| Passage given |
[start]
# 2002 ??????



## Lem Forder (Mar 14, 2007)

Why no posts on 2002s? Does anyone think we should have a separate category on this board? Or, is the FAQ enough, now that the carpet wars seem to have abated?


----------



## Vroomer (Apr 18, 2005)

Lem Forder said:


> the carpet wars


If you bring *THOSE* posts here, :tsk: I will fly out, ring your door bell, and when you open the door, I will kick you squar (no e) in the balls.  :thumbup:

Let's keep those posts off these boards. Mm'kay? Thanks. bye. :thumbup:


----------



## Lem Forder (Mar 14, 2007)

I agree absolutely. That's why I started looking elsewhere, including here. The question is, do we need a separate '02 category on this board?


----------



## krankenator (Apr 4, 2007)
[end]
| Collected material |
[start]
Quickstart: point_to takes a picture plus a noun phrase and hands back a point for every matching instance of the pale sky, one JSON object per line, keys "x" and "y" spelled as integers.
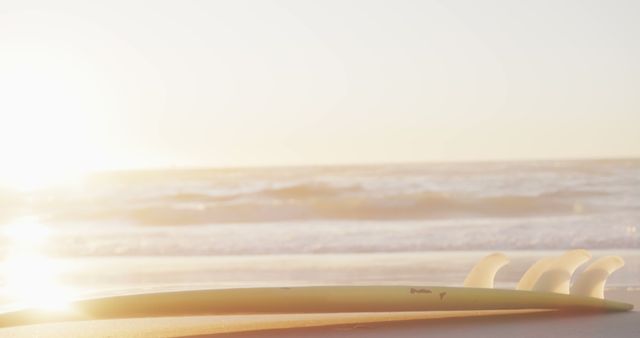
[end]
| Jobs |
• a. Can you rewrite the paragraph beginning "Why no posts on 2002s?" from the forum thread about 2002 posts as a short list that keeps its main points?
• b. Could you write the next part of the forum thread about 2002 posts, picking up after the last poster's name and date?

| Answers |
• a.
- There are no posts about 2002s.
- Should the board have its own category for them?
- Or is the FAQ enough now that the carpet wars seem to have died down?

• b.
*Since you want to be like that.*

If we're striving to be equal opportunity posters on the classics, where is my separate section my 1602? Anywhoo, that's what I've got, the rare little engine brother of the 2002. Obviously I'm restoring it, or trying to. So I'm looking for parts. I've seen the autopartswarehouse.com and all the other sites that offer the same catalog under a different interface. It doesn't have all the parts I need though. Washer fluid container for example. So anyone have any good suggestions?


----------



## Mike_Check (Feb 7, 2007)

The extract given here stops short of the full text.